Responda, com base na reportagem:
(a) Quantas pinturas reúne a mostra de Manoel Paes Neto?
(b) Com que aparelho ele registrou as imagens dos personagens nos últimos quatro anos?
(c) O que ele faz atrás de cada fotografia?

● Texto de estudo:
╭──
Em sua primeira exposição individual, Manoel Paes Neto, policial há dez anos, apresenta trabalhos em grande escala

Investigador de polícia mostra 22 telas do submundo

ISABELLE MOREIRA LIMA
DA REPORTAGEM LOCAL

Um trem ocupado por figuras do submundo de São Paulo segue, em forma de arte, para uma galeria no centro da cidade. O "motor" da viagem convive com os personagens diariamente como agente e espectador. Investigador de polícia há dez anos, Manoel Paes Neto, 31, inaugura amanhã mostra que reúne 22 pinturas em grande escala das figuras que encontrou em seu cotidiano de policial na última década.
Durante os últimos quatro anos, Paes registrou, com uma máquina fotográfica digital, as imagens dos personagens que mais o marcaram, encontrados na delegacia onde trabalha ou nas ruas por onde passa. Atrás de cada fotografia, faz pequenas fichas com informações sobre cada um.
╰──
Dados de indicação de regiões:
╭──
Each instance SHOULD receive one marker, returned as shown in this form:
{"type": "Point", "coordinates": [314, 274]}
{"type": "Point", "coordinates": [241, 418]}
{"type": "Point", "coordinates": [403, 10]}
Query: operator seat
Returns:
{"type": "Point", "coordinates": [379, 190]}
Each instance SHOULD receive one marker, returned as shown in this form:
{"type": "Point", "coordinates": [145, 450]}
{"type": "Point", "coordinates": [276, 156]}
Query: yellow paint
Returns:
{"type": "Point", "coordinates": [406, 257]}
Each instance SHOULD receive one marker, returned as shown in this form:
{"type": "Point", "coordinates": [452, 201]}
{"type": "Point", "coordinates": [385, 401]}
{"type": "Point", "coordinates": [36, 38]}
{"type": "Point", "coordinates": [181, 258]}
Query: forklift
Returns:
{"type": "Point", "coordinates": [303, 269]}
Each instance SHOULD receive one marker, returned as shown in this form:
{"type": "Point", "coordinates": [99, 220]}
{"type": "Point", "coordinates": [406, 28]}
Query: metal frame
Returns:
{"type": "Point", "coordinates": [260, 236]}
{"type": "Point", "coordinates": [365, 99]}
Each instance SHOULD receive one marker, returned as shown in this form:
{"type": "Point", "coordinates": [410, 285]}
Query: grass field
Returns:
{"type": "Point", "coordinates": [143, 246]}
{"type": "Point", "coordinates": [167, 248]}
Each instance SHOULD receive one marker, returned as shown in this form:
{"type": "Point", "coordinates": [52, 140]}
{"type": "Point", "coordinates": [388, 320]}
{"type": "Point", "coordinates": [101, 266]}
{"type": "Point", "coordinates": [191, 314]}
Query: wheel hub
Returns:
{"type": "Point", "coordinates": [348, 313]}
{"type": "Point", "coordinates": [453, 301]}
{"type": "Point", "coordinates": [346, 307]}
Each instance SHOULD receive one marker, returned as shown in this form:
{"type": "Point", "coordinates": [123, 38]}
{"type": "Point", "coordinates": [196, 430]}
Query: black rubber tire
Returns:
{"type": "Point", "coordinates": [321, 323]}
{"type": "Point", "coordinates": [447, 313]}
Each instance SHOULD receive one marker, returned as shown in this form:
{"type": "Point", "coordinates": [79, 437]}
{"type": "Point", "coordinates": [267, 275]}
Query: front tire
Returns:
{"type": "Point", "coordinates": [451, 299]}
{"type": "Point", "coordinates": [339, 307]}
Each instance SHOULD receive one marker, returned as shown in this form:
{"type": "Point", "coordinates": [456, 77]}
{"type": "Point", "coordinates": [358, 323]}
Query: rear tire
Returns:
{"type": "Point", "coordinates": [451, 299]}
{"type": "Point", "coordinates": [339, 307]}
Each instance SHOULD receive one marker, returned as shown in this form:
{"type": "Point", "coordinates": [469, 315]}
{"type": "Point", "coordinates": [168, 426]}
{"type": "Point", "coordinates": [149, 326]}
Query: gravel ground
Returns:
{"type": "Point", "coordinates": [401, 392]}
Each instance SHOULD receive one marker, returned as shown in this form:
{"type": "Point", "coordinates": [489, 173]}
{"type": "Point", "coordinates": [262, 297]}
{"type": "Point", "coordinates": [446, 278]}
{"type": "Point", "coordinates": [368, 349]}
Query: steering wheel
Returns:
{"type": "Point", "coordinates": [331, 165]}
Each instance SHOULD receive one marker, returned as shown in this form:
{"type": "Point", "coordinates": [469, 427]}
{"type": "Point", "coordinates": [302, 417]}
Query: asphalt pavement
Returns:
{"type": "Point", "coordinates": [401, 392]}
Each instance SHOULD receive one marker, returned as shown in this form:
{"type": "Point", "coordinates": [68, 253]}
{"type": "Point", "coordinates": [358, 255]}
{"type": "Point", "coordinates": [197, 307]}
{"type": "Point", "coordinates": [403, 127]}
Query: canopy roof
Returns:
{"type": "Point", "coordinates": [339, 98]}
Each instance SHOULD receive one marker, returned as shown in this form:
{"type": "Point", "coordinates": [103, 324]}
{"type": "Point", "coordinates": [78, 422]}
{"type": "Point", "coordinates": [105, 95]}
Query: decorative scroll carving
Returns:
╰──
● Resolução do exercício:
(a) 22 pinturas em grande escala.
(b) Com uma máquina fotográfica digital.
(c) Faz pequenas fichas com informações sobre cada personagem.